▶ [WHAT YOU SHOULD DO]
Revise the material below so that every occurrence of "a dot per instance" reads "one point per instance". Leave everything else unchanged.

▶ [GIVEN DATA]
++++++++

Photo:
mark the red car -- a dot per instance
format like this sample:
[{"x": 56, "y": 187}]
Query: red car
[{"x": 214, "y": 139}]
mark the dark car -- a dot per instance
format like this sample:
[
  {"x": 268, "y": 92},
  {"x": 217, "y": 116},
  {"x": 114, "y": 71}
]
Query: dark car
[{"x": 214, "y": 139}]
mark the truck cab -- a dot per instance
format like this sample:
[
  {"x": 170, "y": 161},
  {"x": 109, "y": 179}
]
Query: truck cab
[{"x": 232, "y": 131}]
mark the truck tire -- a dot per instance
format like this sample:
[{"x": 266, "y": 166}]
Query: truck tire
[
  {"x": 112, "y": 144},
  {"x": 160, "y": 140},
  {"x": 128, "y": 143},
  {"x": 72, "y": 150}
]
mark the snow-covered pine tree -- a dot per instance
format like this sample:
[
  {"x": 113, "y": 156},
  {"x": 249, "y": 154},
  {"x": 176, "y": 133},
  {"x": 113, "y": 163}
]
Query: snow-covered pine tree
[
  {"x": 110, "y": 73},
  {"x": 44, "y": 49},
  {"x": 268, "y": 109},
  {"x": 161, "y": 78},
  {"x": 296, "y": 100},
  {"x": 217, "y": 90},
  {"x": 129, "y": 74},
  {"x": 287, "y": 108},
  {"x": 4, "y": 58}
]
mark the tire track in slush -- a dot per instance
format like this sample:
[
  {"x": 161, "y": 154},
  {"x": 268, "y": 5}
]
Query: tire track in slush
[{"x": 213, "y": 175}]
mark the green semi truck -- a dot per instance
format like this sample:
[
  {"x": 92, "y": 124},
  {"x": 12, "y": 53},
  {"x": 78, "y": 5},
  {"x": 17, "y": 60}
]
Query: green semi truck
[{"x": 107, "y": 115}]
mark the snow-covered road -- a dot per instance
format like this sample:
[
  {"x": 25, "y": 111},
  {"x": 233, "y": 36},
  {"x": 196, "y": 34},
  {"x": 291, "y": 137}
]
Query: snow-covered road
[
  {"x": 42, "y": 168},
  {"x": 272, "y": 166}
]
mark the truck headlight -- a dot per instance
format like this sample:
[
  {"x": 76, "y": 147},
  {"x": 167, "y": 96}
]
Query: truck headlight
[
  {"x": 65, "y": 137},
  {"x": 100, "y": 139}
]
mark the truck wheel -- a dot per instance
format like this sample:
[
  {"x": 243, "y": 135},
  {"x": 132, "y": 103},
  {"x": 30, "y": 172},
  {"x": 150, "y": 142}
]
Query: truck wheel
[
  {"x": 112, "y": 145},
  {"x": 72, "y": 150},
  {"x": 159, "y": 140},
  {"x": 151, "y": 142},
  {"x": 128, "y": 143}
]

++++++++

▶ [EXERCISE ANSWER]
Photo:
mark the red car -- one point per instance
format like this sample:
[{"x": 56, "y": 187}]
Query: red car
[{"x": 214, "y": 139}]
mark the dark car -- one point per instance
format like this sample:
[
  {"x": 268, "y": 92},
  {"x": 217, "y": 116},
  {"x": 114, "y": 71}
]
Query: dark car
[{"x": 214, "y": 139}]
mark the truck cab -- one point per instance
format like this sample:
[
  {"x": 170, "y": 161},
  {"x": 109, "y": 179}
]
Query: truck cab
[{"x": 232, "y": 131}]
mark the truck tire -- one point per instance
format like this sample:
[{"x": 266, "y": 166}]
Query: truck tire
[
  {"x": 112, "y": 144},
  {"x": 160, "y": 140},
  {"x": 128, "y": 143},
  {"x": 72, "y": 150}
]
mark the snow-covered pine tree -- one point per instance
format like this sample:
[
  {"x": 113, "y": 156},
  {"x": 249, "y": 154},
  {"x": 176, "y": 133},
  {"x": 113, "y": 163}
]
Query: snow-covered pine tree
[
  {"x": 110, "y": 73},
  {"x": 44, "y": 49},
  {"x": 268, "y": 109},
  {"x": 161, "y": 78},
  {"x": 296, "y": 100},
  {"x": 217, "y": 90},
  {"x": 129, "y": 74},
  {"x": 287, "y": 108},
  {"x": 4, "y": 58}
]
mark the tire track in slush -- one point per instance
format like this sample:
[
  {"x": 161, "y": 154},
  {"x": 268, "y": 5}
]
Query: tire track in slush
[{"x": 213, "y": 175}]
mark the green semi truck -- one point per instance
format like this sample:
[
  {"x": 92, "y": 124},
  {"x": 12, "y": 53},
  {"x": 78, "y": 5},
  {"x": 17, "y": 60}
]
Query: green semi truck
[{"x": 107, "y": 115}]
mark the snow-covered road -- one point per instance
format like this sample:
[
  {"x": 25, "y": 111},
  {"x": 233, "y": 36},
  {"x": 196, "y": 34},
  {"x": 291, "y": 137}
]
Query: snow-covered road
[
  {"x": 42, "y": 168},
  {"x": 272, "y": 166}
]
mark the truck headlight -- one point per instance
format like this sample:
[
  {"x": 76, "y": 147},
  {"x": 167, "y": 96}
]
Query: truck headlight
[
  {"x": 65, "y": 137},
  {"x": 100, "y": 139}
]
mark the truck wheel -- one point per instance
format like this sample:
[
  {"x": 243, "y": 135},
  {"x": 132, "y": 103},
  {"x": 30, "y": 172},
  {"x": 150, "y": 142}
]
Query: truck wheel
[
  {"x": 112, "y": 145},
  {"x": 72, "y": 150},
  {"x": 159, "y": 140},
  {"x": 151, "y": 142},
  {"x": 128, "y": 143}
]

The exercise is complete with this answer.